Output exactly the lines that run from the line with "If you could point out the distant" to the end of the material, both ends included, and no other lines.

** START OF Dataset excerpts **

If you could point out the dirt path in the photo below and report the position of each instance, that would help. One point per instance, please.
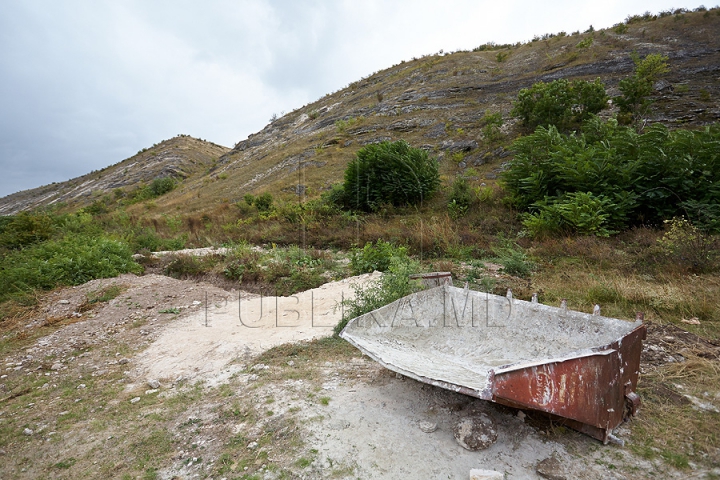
(218, 411)
(202, 344)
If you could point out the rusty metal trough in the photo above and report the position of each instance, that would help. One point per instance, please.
(579, 367)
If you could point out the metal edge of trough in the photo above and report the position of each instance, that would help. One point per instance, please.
(601, 430)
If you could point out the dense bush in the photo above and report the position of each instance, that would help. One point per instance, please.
(65, 261)
(393, 285)
(561, 103)
(375, 257)
(636, 89)
(263, 202)
(609, 177)
(461, 198)
(390, 173)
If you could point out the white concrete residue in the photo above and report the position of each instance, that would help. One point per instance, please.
(458, 336)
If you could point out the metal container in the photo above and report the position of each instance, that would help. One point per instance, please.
(582, 368)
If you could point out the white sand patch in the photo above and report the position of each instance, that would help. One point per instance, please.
(203, 343)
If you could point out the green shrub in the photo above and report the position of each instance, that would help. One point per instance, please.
(263, 202)
(636, 90)
(67, 261)
(375, 257)
(577, 212)
(560, 103)
(625, 178)
(242, 264)
(393, 285)
(689, 247)
(390, 173)
(460, 199)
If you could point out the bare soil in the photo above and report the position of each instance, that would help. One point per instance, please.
(122, 389)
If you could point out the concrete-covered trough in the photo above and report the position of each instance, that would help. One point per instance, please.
(580, 367)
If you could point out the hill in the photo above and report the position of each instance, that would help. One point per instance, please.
(179, 158)
(439, 102)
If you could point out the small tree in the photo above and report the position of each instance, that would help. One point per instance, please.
(390, 173)
(560, 103)
(636, 90)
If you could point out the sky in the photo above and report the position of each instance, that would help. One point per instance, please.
(86, 84)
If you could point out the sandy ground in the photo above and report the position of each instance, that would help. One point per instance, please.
(203, 343)
(369, 427)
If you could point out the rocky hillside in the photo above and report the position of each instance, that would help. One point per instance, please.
(179, 158)
(440, 102)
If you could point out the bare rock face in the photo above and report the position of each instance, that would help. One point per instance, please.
(475, 433)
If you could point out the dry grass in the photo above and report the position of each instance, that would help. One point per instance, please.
(669, 425)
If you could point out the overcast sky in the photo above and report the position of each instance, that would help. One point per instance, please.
(85, 84)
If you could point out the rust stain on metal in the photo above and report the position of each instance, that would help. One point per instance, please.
(578, 367)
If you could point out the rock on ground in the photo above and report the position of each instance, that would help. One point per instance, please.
(475, 433)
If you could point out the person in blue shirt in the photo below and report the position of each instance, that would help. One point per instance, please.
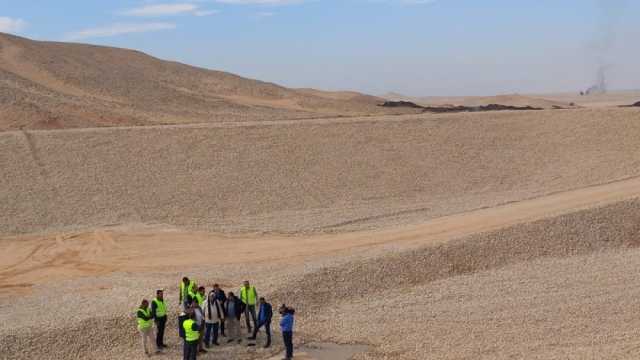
(286, 327)
(265, 313)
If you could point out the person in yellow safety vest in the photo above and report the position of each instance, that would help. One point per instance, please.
(159, 313)
(187, 287)
(145, 327)
(249, 298)
(191, 337)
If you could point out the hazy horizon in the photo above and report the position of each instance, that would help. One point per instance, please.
(411, 47)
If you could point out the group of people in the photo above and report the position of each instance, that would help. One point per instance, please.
(205, 317)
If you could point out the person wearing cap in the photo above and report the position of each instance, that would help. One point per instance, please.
(191, 331)
(265, 313)
(213, 317)
(145, 327)
(222, 299)
(159, 314)
(249, 298)
(187, 288)
(233, 312)
(286, 327)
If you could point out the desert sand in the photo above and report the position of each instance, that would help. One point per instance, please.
(493, 235)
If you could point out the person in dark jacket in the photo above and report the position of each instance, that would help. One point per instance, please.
(222, 299)
(159, 314)
(286, 326)
(191, 331)
(265, 313)
(213, 316)
(233, 312)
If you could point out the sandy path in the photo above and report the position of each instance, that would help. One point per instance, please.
(32, 260)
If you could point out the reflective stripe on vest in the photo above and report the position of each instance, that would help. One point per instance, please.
(186, 290)
(200, 299)
(189, 333)
(142, 323)
(251, 298)
(161, 308)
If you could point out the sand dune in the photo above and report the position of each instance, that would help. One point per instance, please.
(45, 85)
(473, 101)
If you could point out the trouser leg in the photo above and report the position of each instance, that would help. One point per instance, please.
(247, 314)
(193, 350)
(234, 329)
(267, 328)
(215, 332)
(256, 330)
(201, 338)
(288, 343)
(143, 338)
(207, 334)
(161, 324)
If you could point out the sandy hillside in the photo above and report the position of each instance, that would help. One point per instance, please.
(46, 85)
(610, 99)
(474, 101)
(545, 287)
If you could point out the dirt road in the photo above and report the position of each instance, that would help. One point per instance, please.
(30, 260)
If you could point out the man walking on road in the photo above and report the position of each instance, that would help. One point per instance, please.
(249, 297)
(159, 314)
(265, 313)
(187, 288)
(145, 327)
(200, 299)
(214, 315)
(222, 299)
(233, 312)
(191, 336)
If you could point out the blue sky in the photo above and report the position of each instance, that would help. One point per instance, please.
(415, 47)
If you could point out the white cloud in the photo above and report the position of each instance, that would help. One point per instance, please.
(10, 25)
(118, 29)
(205, 12)
(158, 10)
(259, 2)
(265, 14)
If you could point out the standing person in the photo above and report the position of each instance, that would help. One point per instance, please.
(249, 297)
(286, 326)
(233, 312)
(186, 288)
(145, 327)
(222, 299)
(159, 314)
(191, 335)
(214, 315)
(265, 313)
(198, 304)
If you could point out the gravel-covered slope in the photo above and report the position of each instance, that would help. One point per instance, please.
(326, 175)
(559, 288)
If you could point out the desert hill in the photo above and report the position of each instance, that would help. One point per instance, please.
(46, 85)
(473, 101)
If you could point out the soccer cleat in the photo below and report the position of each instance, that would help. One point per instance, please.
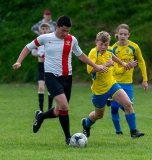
(68, 141)
(119, 132)
(86, 131)
(135, 133)
(37, 122)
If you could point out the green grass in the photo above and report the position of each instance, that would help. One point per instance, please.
(18, 142)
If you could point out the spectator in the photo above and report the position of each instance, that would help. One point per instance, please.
(47, 18)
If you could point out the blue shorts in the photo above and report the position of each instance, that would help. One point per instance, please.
(99, 101)
(40, 71)
(129, 90)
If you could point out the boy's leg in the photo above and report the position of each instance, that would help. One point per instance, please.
(88, 122)
(41, 100)
(50, 101)
(122, 98)
(60, 89)
(115, 117)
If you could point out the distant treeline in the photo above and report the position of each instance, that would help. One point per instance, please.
(88, 17)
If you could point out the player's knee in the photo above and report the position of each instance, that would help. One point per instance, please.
(99, 116)
(128, 105)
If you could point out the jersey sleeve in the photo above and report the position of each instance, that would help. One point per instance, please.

** END OF Dataset excerpts **

- _Complete response_:
If you could point out the distant treeline in the photo above and report the position of each instance, that would help. One point per instance, please.
(88, 17)
If you could point out the player's knee in the photo above and report the position of each instance, that would help. One point per instance, please.
(99, 116)
(128, 105)
If you could point out the jersey sleeve in the photo above and report the position of each instance, that would help. One point per instance, please.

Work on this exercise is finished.